#### [What is asked]
Nothing before the line containing "indicate the dirt lot, one dot per instance" belongs in the answer; quote that line and all lines after it through the end of the material, word for word.

Location annotation dataset excerpts:

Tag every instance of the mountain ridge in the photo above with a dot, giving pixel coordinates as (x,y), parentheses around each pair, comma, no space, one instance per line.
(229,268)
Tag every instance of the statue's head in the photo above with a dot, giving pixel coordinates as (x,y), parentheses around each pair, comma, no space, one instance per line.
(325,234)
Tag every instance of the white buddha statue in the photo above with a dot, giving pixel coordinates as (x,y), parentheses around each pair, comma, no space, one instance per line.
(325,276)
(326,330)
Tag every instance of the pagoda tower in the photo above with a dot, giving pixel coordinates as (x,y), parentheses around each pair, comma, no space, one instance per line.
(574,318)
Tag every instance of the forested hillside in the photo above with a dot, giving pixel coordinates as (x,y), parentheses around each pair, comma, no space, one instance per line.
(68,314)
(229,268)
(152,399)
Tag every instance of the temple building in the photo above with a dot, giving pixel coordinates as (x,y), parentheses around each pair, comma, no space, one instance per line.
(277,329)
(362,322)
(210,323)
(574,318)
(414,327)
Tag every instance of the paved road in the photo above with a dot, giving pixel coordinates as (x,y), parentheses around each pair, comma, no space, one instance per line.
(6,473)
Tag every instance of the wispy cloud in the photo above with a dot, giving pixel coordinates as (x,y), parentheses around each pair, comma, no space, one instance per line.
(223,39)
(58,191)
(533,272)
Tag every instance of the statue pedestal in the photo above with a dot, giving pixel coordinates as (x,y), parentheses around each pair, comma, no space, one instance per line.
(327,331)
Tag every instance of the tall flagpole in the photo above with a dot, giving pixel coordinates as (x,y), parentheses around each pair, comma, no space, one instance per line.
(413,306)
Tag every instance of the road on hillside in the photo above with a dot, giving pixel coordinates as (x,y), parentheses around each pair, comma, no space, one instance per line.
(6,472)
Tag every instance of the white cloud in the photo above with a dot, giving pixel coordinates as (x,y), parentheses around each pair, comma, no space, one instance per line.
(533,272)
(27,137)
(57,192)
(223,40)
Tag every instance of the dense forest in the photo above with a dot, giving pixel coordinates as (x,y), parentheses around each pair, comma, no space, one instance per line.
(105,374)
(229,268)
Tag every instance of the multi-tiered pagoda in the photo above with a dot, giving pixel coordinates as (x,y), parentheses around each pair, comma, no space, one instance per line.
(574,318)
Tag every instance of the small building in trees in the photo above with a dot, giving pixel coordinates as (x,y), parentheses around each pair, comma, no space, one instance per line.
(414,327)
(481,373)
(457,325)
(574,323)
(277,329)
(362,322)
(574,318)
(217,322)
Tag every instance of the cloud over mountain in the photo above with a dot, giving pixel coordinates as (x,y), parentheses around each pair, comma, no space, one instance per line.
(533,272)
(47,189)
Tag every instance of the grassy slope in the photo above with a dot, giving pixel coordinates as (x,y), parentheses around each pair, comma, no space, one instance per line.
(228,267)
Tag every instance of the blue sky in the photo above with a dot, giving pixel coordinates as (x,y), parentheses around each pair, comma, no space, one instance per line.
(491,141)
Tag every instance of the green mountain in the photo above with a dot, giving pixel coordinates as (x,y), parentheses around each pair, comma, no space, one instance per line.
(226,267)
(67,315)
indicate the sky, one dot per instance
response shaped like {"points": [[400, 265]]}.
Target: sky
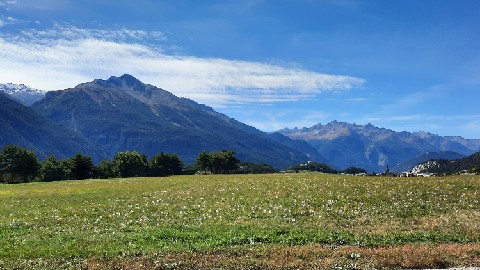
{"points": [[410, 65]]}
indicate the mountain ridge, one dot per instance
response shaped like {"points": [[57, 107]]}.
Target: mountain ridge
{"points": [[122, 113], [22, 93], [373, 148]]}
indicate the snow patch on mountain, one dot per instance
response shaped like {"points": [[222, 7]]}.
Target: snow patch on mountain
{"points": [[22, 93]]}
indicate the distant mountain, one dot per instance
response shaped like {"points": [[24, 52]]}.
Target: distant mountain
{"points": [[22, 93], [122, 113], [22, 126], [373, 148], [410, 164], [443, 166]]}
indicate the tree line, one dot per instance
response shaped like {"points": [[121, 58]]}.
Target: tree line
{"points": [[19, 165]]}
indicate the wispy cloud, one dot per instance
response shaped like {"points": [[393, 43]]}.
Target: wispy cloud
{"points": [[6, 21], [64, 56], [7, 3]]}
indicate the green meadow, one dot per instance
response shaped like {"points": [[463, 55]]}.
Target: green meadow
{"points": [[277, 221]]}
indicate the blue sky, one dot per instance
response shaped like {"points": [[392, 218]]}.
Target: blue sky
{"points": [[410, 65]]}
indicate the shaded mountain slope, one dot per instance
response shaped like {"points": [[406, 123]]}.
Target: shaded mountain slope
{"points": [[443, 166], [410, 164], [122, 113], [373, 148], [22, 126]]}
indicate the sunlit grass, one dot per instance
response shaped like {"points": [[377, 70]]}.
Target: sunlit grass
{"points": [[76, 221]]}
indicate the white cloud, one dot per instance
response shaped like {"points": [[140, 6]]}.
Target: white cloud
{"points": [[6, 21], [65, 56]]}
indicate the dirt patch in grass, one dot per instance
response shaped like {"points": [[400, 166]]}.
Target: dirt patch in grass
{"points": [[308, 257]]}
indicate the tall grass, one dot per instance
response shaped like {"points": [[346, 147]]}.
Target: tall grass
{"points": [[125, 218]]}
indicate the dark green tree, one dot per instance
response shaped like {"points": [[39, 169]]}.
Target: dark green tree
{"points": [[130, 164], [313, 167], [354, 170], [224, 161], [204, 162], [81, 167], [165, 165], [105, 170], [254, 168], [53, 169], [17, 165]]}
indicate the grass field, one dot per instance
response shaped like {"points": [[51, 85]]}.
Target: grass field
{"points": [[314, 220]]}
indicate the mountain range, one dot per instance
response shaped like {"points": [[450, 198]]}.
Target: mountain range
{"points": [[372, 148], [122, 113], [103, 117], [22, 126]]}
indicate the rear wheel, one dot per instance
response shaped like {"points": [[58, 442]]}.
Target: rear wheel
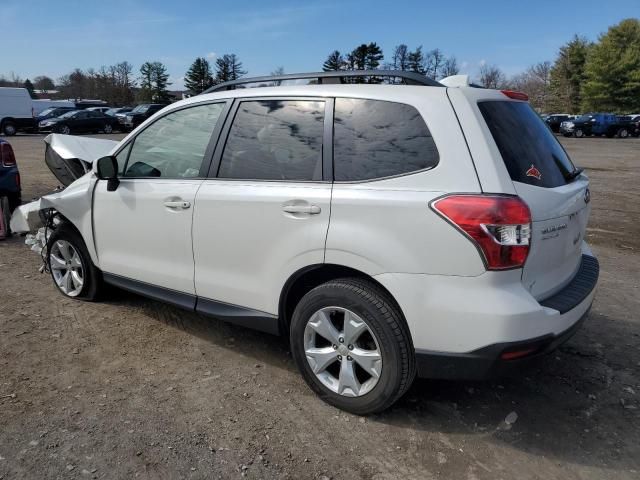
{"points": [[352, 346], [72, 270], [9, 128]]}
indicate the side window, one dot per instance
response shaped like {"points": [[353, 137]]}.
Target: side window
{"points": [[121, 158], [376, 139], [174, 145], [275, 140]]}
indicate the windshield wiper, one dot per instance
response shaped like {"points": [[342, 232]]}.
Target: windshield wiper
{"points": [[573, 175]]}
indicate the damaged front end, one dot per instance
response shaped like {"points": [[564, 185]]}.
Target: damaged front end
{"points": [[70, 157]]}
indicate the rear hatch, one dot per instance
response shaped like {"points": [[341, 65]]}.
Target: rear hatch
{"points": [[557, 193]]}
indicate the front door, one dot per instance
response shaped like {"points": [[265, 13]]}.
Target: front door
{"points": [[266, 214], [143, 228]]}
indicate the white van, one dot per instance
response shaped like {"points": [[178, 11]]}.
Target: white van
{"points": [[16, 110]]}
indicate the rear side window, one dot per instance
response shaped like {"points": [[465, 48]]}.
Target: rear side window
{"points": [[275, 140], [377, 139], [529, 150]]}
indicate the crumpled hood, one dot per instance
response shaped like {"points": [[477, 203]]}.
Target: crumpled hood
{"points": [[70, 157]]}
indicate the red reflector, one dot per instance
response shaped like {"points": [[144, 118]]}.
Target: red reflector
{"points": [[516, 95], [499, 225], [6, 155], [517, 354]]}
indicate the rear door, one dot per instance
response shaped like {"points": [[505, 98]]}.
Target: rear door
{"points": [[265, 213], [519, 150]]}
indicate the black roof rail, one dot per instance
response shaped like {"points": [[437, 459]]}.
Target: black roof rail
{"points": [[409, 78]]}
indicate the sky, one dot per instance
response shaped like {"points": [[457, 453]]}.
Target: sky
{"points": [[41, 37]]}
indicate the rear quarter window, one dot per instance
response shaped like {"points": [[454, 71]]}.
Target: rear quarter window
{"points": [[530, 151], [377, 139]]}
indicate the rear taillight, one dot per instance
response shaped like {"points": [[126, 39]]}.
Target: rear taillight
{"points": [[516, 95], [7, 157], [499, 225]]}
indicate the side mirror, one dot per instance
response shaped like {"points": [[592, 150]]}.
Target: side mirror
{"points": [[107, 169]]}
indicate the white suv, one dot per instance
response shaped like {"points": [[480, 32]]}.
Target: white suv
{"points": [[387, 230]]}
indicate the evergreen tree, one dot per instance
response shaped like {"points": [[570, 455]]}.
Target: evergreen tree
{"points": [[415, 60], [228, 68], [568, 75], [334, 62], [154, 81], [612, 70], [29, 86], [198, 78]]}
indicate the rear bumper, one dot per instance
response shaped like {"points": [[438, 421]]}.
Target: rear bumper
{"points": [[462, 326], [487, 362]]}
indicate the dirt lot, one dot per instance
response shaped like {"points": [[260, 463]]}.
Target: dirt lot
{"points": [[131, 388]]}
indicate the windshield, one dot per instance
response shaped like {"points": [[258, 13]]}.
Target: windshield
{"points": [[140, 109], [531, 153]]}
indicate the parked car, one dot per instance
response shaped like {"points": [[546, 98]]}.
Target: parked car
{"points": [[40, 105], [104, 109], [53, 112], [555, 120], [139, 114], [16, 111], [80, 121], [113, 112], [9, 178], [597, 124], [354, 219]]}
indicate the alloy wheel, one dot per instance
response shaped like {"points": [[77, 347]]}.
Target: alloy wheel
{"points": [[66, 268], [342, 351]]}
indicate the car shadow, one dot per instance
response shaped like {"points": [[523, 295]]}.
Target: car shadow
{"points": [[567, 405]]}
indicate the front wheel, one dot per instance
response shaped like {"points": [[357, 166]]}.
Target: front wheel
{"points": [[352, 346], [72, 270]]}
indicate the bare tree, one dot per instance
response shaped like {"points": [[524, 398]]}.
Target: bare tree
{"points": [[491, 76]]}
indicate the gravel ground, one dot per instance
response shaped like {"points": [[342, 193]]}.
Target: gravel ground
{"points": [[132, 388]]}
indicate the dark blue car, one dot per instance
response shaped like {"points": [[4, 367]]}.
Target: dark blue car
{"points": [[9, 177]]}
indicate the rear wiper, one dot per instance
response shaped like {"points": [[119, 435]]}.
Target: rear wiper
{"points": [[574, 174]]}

#### [Answer to the task]
indicate the dirt lot, one dot per instance
response shaped like {"points": [[260, 463]]}.
Target: dirt lot
{"points": [[131, 388]]}
indicate the windshield, one dot per instance
response shaped like {"points": [[258, 13]]}.
Target: windshield
{"points": [[140, 109], [531, 153]]}
indicate the parked car, one dot per instance
response shaped like {"points": [[546, 98]]}.
Target: parked car
{"points": [[40, 105], [104, 109], [53, 112], [555, 120], [139, 114], [16, 111], [80, 121], [113, 112], [9, 178], [597, 124], [354, 219]]}
indicate the alloy wheel, one dot per instance
response shaped like {"points": [[77, 347]]}.
Target: alloy wheel
{"points": [[66, 268], [342, 351]]}
indicate the car shadow, one dot per instance
response shaped like {"points": [[523, 295]]}.
Target: car shadow
{"points": [[567, 405]]}
indicate the front wheel, one dot per instance
response shaped like {"points": [[357, 166]]}.
Target: front wheel
{"points": [[352, 346], [72, 270]]}
indicate the bare tree, one dot per instance
response shaped like {"points": [[524, 398]]}.
Target: bare tree
{"points": [[491, 76]]}
indicate the gravel ground, one dot per instance
response shaped like {"points": [[342, 193]]}.
Target: gravel ground
{"points": [[132, 388]]}
indicate the dark blue car, one dot per instance
response shaped like {"points": [[4, 367]]}.
Target: dark blue car
{"points": [[9, 177]]}
indicate the rear wiper, one dot per instance
response shaped like {"points": [[119, 435]]}.
Target: rear wiper
{"points": [[574, 174]]}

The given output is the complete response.